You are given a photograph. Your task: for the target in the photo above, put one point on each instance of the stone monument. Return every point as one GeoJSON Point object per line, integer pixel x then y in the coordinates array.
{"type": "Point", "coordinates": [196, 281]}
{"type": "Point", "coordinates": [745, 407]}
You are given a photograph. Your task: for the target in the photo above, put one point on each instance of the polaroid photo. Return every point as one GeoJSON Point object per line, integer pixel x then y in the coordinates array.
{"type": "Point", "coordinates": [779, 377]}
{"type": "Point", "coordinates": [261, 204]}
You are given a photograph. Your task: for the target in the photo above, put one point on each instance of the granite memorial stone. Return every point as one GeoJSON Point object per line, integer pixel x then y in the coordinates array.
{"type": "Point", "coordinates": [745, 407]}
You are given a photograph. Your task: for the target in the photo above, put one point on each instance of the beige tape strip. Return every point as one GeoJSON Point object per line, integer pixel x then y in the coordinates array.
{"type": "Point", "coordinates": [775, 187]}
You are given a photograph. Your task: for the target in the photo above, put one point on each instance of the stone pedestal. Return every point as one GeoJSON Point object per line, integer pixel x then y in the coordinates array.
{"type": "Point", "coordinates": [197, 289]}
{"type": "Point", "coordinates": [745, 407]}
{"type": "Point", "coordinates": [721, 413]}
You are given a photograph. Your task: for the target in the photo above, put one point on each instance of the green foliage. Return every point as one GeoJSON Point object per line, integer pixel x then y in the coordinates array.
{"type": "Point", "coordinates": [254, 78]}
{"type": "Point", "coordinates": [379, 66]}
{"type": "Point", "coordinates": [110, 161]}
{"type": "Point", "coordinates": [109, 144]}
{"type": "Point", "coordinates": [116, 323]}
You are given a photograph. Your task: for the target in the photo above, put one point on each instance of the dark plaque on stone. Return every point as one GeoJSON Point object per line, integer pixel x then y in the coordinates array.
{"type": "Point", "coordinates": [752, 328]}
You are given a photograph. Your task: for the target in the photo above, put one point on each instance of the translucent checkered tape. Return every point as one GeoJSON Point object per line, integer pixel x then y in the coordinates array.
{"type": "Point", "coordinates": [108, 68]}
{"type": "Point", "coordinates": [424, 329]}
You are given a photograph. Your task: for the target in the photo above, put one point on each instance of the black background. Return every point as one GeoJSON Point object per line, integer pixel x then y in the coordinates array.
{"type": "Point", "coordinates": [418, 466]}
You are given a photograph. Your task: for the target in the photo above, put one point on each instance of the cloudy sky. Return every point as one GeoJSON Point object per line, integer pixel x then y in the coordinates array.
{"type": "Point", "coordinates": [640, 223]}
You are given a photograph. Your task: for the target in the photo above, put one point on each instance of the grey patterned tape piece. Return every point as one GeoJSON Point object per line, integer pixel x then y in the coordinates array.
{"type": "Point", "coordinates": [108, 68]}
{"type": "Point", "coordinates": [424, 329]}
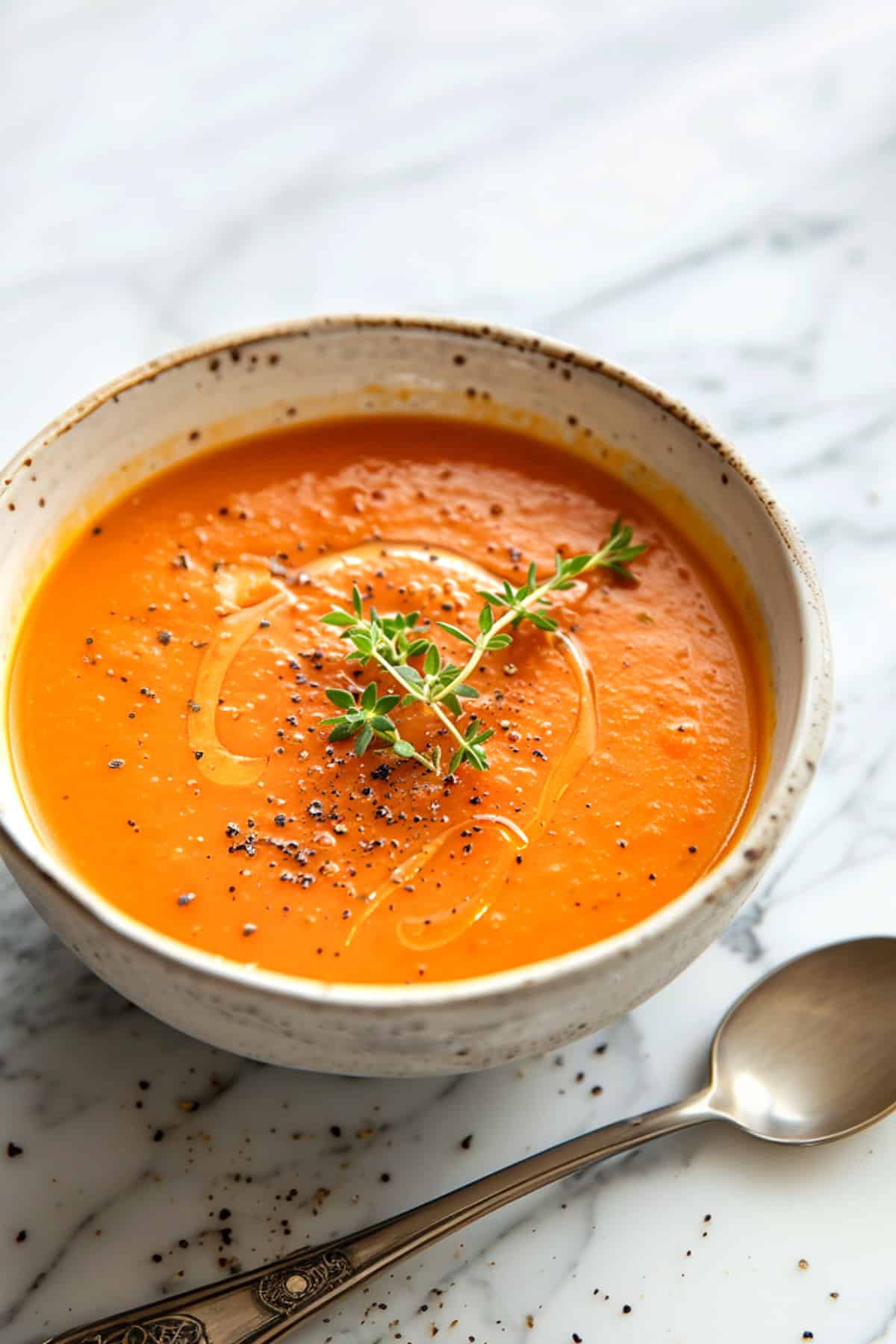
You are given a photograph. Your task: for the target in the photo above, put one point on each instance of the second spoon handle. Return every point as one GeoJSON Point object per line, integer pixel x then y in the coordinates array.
{"type": "Point", "coordinates": [261, 1305]}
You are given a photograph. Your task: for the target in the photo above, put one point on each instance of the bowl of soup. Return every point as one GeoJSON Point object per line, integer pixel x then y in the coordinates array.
{"type": "Point", "coordinates": [393, 695]}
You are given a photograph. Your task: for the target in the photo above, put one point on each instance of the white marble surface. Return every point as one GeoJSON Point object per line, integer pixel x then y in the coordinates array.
{"type": "Point", "coordinates": [704, 193]}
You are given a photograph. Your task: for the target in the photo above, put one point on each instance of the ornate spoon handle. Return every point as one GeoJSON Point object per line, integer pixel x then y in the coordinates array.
{"type": "Point", "coordinates": [262, 1304]}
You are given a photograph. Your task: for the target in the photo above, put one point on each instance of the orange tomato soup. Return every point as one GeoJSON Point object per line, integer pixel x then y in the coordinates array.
{"type": "Point", "coordinates": [171, 673]}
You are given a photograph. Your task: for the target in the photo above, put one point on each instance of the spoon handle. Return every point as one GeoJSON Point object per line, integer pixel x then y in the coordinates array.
{"type": "Point", "coordinates": [262, 1304]}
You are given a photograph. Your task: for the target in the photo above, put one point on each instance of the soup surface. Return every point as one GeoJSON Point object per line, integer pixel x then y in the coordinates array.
{"type": "Point", "coordinates": [171, 676]}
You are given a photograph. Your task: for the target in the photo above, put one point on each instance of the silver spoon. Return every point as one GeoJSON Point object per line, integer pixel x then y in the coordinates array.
{"type": "Point", "coordinates": [805, 1057]}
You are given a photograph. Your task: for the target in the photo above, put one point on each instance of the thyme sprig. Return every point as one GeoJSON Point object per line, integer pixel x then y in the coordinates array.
{"type": "Point", "coordinates": [391, 641]}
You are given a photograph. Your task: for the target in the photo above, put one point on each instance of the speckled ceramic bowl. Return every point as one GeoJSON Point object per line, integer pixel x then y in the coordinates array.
{"type": "Point", "coordinates": [195, 398]}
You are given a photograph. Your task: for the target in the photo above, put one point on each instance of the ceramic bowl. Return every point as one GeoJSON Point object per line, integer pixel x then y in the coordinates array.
{"type": "Point", "coordinates": [188, 401]}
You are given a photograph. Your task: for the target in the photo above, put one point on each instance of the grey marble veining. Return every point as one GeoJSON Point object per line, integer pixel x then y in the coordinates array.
{"type": "Point", "coordinates": [703, 193]}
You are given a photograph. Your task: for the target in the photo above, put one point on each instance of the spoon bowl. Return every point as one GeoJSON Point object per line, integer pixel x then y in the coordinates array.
{"type": "Point", "coordinates": [809, 1054]}
{"type": "Point", "coordinates": [806, 1055]}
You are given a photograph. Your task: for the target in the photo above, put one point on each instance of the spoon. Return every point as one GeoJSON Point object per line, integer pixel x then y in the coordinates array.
{"type": "Point", "coordinates": [805, 1057]}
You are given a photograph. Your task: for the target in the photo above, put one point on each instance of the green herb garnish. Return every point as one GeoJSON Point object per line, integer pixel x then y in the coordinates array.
{"type": "Point", "coordinates": [393, 641]}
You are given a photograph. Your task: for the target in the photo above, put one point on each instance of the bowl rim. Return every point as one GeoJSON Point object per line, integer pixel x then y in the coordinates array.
{"type": "Point", "coordinates": [773, 813]}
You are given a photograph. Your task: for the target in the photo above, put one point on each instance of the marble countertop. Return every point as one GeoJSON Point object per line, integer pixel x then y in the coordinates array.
{"type": "Point", "coordinates": [703, 193]}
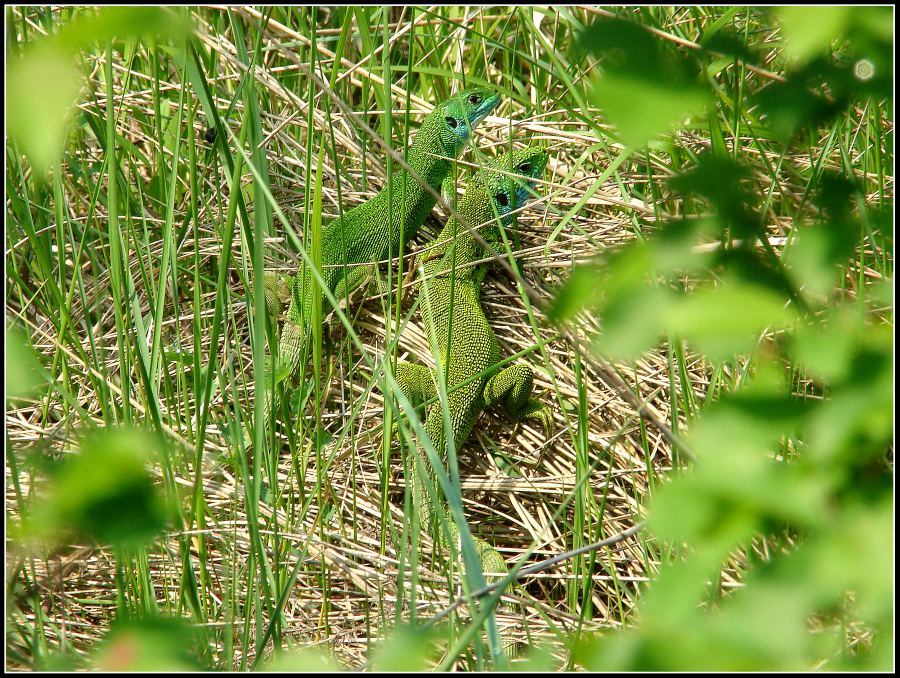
----------------------------------------
(Task) Starting at the line that contains "the green herb" and continuing through the end of the data, rewrite those lines with "marble countertop" changed to "stone countertop" and nothing else altered. Omit the pictures from the answer.

(The result)
You are given a photograph. Your task: for the target in the photo above, put one point on each instance of the green herb garnish. Return every point as one GeoJSON Point object per line, integer pixel x then y in the coordinates array.
{"type": "Point", "coordinates": [393, 641]}
You are given a photograph. Your task: for the target in the photo above, put one point on each instance of the bowl rim. Return every point as one GeoJSON Point object per line, integer pixel x then y in the coordinates array.
{"type": "Point", "coordinates": [773, 813]}
You are given a photograph. Your task: for the target in the photo above, put one point on each instance of the stone countertop. Return every point as one GeoJSON Point object per line, integer pixel x then y in the coordinates array.
{"type": "Point", "coordinates": [703, 193]}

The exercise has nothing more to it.